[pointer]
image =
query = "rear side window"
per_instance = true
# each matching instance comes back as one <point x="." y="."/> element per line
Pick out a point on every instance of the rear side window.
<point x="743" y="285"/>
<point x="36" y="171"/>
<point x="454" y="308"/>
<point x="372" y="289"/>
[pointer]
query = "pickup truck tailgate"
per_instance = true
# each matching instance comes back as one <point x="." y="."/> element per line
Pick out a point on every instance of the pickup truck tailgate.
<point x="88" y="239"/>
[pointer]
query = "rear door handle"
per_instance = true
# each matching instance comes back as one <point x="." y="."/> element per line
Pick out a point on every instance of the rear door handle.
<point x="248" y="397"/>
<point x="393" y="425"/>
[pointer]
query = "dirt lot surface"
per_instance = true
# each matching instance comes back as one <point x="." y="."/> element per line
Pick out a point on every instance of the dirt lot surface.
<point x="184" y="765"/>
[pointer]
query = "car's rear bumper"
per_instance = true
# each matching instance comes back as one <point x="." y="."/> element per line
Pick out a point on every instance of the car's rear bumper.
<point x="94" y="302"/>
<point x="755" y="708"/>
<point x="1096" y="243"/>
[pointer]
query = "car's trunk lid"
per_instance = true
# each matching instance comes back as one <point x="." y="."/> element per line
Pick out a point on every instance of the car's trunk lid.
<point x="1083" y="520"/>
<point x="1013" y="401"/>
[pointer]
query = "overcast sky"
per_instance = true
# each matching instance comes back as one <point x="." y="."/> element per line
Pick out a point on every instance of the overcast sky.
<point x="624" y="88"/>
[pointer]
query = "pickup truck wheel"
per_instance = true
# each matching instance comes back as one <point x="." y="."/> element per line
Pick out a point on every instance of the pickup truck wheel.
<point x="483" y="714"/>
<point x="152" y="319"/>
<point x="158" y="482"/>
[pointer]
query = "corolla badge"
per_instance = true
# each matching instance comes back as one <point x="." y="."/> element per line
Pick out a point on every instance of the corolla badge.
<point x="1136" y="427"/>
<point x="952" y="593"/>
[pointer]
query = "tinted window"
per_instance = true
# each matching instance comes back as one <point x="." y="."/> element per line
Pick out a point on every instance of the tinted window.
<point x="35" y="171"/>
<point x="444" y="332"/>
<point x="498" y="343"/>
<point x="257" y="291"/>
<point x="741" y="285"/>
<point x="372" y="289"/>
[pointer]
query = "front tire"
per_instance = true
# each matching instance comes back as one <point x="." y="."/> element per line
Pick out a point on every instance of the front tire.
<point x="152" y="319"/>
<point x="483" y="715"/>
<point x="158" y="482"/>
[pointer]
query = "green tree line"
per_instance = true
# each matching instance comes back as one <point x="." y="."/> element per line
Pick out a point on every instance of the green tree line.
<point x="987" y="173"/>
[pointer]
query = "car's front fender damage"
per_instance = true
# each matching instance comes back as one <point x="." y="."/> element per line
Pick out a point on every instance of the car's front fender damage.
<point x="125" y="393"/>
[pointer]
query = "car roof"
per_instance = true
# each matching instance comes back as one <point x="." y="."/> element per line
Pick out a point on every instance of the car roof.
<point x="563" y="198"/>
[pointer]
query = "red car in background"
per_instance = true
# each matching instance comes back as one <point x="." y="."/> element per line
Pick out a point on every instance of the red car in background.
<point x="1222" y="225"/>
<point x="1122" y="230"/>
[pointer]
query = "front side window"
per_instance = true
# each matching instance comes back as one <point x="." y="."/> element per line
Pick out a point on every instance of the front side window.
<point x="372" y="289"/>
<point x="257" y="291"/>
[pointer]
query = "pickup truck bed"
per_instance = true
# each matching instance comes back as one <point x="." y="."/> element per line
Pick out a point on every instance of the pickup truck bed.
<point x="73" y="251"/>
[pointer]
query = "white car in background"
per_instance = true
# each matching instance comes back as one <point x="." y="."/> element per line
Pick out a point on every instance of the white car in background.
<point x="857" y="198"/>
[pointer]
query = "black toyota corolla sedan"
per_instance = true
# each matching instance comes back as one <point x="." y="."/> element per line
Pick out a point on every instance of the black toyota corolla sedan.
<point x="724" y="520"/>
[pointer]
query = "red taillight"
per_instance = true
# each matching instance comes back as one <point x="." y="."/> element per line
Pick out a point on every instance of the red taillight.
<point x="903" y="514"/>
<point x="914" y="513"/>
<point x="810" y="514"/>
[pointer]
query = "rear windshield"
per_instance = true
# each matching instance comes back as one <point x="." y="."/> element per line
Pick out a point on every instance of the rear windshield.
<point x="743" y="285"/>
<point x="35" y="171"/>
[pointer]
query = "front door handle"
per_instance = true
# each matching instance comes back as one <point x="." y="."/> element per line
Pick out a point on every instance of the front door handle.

• • • •

What this task involves.
Output the material again, line for line.

Answer area.
[pointer]
image =
query = "rear side window"
per_instance = true
# each matching instance comes back as one <point x="." y="."/> element per line
Pick out a point on every instance of the rear side window.
<point x="743" y="285"/>
<point x="36" y="171"/>
<point x="454" y="308"/>
<point x="372" y="289"/>
[pointer]
query = "pickup truck tailgate"
per_instance = true
# each matching instance comes back as one <point x="." y="."/> element per line
Pick out a point on every instance of the pickup truck tailgate.
<point x="88" y="239"/>
[pointer]
query = "rear door handle"
per_instance = true
# each matching instance comes back as one <point x="." y="."/> element per line
Pick out a point on every instance of the rear door handle.
<point x="248" y="397"/>
<point x="393" y="425"/>
[pointer]
query = "dirt lot surface"
per_instance = true
# each matching instance comes back as one <point x="." y="."/> element per line
Pick out a point on every instance of the dirt lot surface.
<point x="184" y="765"/>
[pointer]
query = "car's rear bumper"
per_instance = true
# each matching instance comes back as one <point x="." y="."/> element per line
Pick out a point on every instance of the car's rear bumper.
<point x="94" y="302"/>
<point x="755" y="708"/>
<point x="1096" y="243"/>
[pointer]
query = "car's trunk lid"
per_instance = true
# each matching instance comes back as one <point x="." y="."/> element per line
Pick out a point on every instance of the car's trunk lid.
<point x="1083" y="520"/>
<point x="1013" y="401"/>
[pointer]
query = "overcast sky"
per_instance = true
# each matching instance comes back as one <point x="." y="."/> element per line
Pick out a point on every instance of the overcast sky.
<point x="624" y="88"/>
[pointer]
query = "pickup truck wheel"
per_instance = true
# each matching instance comes back as one <point x="." y="."/> element per line
Pick out a point on every instance of the pickup truck wheel.
<point x="483" y="714"/>
<point x="152" y="319"/>
<point x="158" y="482"/>
[pointer]
query = "corolla badge"
per_instance = true
# each matching instance comes back as one <point x="." y="."/> element per line
Pick out a point on every instance of the corolla badge.
<point x="1136" y="427"/>
<point x="952" y="593"/>
[pointer]
query = "tinted window"
per_instance = true
# each matching instance comes back as one <point x="." y="."/> element per line
Pick out a point on every instance of the tinted window.
<point x="35" y="171"/>
<point x="444" y="332"/>
<point x="498" y="343"/>
<point x="257" y="291"/>
<point x="741" y="285"/>
<point x="372" y="289"/>
[pointer]
query = "front tire"
per_instance = true
# each matching instance comes back as one <point x="." y="."/> element per line
Pick out a point on every instance of the front tire.
<point x="152" y="319"/>
<point x="483" y="715"/>
<point x="158" y="482"/>
[pointer]
query = "green tree line"
per_instance = true
# each matching instance comes back as one <point x="." y="."/> element per line
Pick out a point on every instance of the green tree line.
<point x="987" y="173"/>
[pointer]
query = "car's front fender damage"
per_instance = true
# each matching instance comes back as one <point x="." y="."/> element per line
Pick out a point on every instance of the car's front fender damage.
<point x="125" y="393"/>
[pointer]
query = "car roof"
per_instance = true
# each matching instance comes back as one <point x="." y="."/> element per line
Pick out a point on every instance of the car roof.
<point x="563" y="198"/>
[pointer]
query = "red car in background"
per_instance = true
# each matching instance comes back as one <point x="." y="."/> element per line
Pick out a point on every instance of the red car in background.
<point x="1222" y="225"/>
<point x="1122" y="230"/>
[pointer]
query = "front side window"
per_instance = true
# each matching instance comes back as one <point x="." y="."/> element per line
Pick out a point on every instance of the front side window.
<point x="372" y="289"/>
<point x="257" y="291"/>
[pointer]
query = "pickup truck bed"
per_instance = true
# each matching instance comes back as one <point x="." y="."/> element per line
Pick out a point on every instance of the pickup truck bed.
<point x="73" y="251"/>
[pointer]
query = "white car in background"
per_instance = true
# each matching instance comes back as one <point x="." y="."/> element per line
Pick out a point on every instance of the white car in background.
<point x="857" y="198"/>
[pointer]
query = "black toyota corolla sedan"
per_instance = true
# each matching instance comes back as one <point x="." y="."/> element per line
Pick out a point on every instance of the black toyota corolla sedan.
<point x="724" y="520"/>
[pointer]
query = "red taillight"
per_instance = true
# each matching instance comes back as one <point x="." y="."/> element per line
Pick out a point on every instance of the red taillight.
<point x="903" y="514"/>
<point x="914" y="513"/>
<point x="810" y="514"/>
[pointer]
query = "rear windshield"
per_instance = true
# each matching instance comes back as one <point x="." y="."/> element per line
Pick out a point on every instance of the rear windshield.
<point x="743" y="285"/>
<point x="35" y="171"/>
[pointer]
query = "front door handle"
per_instance = true
# each matching instance comes back as one <point x="." y="."/> element per line
Pick out a point on every instance of the front door handle.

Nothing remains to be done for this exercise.